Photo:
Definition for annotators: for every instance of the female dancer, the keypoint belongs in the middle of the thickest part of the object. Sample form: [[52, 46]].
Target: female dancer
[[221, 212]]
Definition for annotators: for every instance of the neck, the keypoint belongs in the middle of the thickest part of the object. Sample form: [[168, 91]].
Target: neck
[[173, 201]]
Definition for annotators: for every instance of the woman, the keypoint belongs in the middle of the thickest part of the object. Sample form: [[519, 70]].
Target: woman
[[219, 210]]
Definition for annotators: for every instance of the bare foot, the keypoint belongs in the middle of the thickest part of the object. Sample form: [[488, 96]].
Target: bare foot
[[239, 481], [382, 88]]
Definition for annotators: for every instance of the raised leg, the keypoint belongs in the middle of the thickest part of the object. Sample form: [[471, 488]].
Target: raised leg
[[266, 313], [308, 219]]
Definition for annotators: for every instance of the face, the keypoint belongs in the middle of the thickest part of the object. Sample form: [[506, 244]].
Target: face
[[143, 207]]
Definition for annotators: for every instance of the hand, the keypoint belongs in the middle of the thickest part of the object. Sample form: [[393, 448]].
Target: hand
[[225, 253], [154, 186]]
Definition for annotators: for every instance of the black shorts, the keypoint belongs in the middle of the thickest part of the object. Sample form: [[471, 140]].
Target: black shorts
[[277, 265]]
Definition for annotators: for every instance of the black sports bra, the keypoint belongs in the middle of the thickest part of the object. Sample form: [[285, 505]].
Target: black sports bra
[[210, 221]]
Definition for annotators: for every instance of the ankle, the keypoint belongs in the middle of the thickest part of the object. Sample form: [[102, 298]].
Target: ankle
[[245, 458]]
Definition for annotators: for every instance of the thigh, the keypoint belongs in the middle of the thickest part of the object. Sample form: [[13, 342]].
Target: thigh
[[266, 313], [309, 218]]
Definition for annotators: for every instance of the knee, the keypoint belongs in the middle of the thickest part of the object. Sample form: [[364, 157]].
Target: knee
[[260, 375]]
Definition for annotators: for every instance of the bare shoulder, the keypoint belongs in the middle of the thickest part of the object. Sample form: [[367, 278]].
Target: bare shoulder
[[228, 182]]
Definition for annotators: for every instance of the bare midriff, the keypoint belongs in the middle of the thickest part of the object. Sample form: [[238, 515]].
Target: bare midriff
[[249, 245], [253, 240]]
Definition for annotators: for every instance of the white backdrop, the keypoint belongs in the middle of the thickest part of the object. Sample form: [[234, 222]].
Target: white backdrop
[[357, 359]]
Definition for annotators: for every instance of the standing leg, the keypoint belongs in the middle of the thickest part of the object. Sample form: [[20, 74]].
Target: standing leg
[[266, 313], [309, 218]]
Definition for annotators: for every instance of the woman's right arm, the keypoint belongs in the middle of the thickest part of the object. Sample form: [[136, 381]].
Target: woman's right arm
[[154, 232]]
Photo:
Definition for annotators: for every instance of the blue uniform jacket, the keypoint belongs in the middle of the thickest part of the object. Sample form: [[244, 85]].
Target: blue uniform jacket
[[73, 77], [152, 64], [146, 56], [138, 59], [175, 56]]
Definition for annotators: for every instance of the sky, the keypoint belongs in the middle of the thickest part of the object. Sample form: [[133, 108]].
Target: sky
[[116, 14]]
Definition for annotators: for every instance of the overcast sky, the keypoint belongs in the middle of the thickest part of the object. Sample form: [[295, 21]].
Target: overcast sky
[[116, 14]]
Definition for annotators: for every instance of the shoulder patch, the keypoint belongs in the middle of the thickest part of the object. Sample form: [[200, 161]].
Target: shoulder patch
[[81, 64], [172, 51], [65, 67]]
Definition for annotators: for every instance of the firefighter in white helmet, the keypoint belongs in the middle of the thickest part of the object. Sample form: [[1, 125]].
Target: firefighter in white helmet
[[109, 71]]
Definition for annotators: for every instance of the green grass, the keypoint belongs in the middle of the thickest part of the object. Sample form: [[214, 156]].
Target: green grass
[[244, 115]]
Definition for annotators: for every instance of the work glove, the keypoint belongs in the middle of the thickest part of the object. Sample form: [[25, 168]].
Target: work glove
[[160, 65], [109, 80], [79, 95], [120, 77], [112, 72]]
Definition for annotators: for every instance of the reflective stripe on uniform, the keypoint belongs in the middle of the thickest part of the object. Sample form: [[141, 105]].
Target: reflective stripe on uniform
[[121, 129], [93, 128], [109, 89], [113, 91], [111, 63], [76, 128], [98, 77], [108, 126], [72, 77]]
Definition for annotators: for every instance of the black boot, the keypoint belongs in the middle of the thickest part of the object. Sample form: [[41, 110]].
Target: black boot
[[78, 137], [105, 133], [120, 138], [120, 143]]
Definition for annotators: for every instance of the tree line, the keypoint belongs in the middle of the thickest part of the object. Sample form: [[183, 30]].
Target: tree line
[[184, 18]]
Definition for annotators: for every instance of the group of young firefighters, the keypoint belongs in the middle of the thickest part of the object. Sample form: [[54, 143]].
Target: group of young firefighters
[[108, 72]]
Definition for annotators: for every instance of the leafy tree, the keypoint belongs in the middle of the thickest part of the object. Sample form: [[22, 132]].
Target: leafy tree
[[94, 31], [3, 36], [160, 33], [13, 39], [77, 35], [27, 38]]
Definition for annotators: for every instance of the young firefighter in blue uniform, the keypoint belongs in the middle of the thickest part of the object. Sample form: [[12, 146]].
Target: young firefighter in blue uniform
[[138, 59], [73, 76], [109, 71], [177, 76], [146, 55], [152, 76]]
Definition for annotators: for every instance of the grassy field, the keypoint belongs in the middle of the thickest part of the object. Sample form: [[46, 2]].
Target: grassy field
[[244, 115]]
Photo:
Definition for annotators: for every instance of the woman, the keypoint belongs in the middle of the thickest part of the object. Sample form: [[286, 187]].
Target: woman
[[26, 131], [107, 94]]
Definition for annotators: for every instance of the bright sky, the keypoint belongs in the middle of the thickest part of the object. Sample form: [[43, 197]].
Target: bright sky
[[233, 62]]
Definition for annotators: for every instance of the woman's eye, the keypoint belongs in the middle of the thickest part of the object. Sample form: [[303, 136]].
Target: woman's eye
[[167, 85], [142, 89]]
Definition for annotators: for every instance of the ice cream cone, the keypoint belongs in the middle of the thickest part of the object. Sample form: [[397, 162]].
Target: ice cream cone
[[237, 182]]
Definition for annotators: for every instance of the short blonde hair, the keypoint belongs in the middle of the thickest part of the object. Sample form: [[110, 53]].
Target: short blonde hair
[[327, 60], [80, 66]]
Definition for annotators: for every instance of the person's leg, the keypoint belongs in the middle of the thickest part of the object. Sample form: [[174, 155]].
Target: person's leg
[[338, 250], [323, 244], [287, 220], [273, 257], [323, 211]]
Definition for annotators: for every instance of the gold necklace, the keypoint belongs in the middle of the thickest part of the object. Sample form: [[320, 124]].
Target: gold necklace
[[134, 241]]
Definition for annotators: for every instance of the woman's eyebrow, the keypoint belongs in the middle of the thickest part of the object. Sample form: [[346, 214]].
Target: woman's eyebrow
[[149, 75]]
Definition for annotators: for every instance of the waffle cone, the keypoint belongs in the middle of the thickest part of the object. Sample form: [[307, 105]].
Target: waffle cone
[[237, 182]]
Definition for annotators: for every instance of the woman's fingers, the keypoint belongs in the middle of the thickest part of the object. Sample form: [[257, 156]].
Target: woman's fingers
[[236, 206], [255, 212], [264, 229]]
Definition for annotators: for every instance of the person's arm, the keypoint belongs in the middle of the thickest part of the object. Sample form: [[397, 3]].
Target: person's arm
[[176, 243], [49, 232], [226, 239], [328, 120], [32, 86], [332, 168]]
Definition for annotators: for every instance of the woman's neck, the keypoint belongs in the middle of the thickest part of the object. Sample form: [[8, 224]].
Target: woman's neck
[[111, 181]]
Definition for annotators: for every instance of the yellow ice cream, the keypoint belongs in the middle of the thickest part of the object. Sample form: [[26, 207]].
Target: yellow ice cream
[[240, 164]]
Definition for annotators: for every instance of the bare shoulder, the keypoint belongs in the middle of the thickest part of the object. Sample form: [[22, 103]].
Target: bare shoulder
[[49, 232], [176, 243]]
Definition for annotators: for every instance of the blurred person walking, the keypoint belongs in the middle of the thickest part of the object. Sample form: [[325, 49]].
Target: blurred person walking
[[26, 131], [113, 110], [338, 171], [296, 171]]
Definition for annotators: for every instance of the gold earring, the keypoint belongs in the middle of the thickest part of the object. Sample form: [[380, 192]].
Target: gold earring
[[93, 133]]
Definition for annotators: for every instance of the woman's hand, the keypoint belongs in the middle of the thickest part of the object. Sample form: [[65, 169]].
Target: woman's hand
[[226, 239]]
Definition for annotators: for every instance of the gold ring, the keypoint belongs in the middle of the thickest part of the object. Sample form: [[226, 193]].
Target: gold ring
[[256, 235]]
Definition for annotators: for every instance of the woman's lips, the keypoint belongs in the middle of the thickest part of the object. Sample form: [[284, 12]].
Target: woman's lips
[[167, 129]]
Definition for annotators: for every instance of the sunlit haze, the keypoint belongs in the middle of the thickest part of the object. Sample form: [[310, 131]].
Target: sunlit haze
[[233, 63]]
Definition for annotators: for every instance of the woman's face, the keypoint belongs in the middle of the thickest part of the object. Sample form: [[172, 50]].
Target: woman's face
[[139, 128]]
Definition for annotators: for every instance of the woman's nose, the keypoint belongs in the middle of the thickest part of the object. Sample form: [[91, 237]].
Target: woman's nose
☆ ☆ ☆ ☆ ☆
Request:
Copy the lines from the one containing "form: [[320, 124]]." through the one containing "86], [332, 168]]", replacing "waffle cone" with "sugar cone" and keeping everything else as it is.

Correct answer:
Definition for annotators: for every instance of the gold necklace, the keypoint belongs in the middle of the thickest part of the object. Sample form: [[320, 124]].
Target: gold necklace
[[134, 241]]
Definition for annotators: for every instance of the woman's eyebrow, the keypoint belongs in the middle of the thickest part of the object. Sample form: [[346, 214]].
Target: woman's eyebrow
[[149, 75]]
Definition for annotators: for every instance of the sugar cone, the keypoint belongs in the middle of the thickest part of the object. Sample form: [[307, 105]].
Target: sugar cone
[[237, 182]]
Definition for annotators: for every instance of the woman's fingers, the keypoint belongs in the middle of the thickest part of the object. Sample form: [[257, 156]].
Target: woman's fingers
[[236, 206], [255, 212], [264, 229]]
Definition for annotators: for every instance of the person's arm, the keypoint belongs in the middle of the thickest part of the object. Sample form: [[397, 3]].
Target: person's arm
[[176, 243], [49, 232], [226, 239], [328, 120], [32, 86], [332, 168]]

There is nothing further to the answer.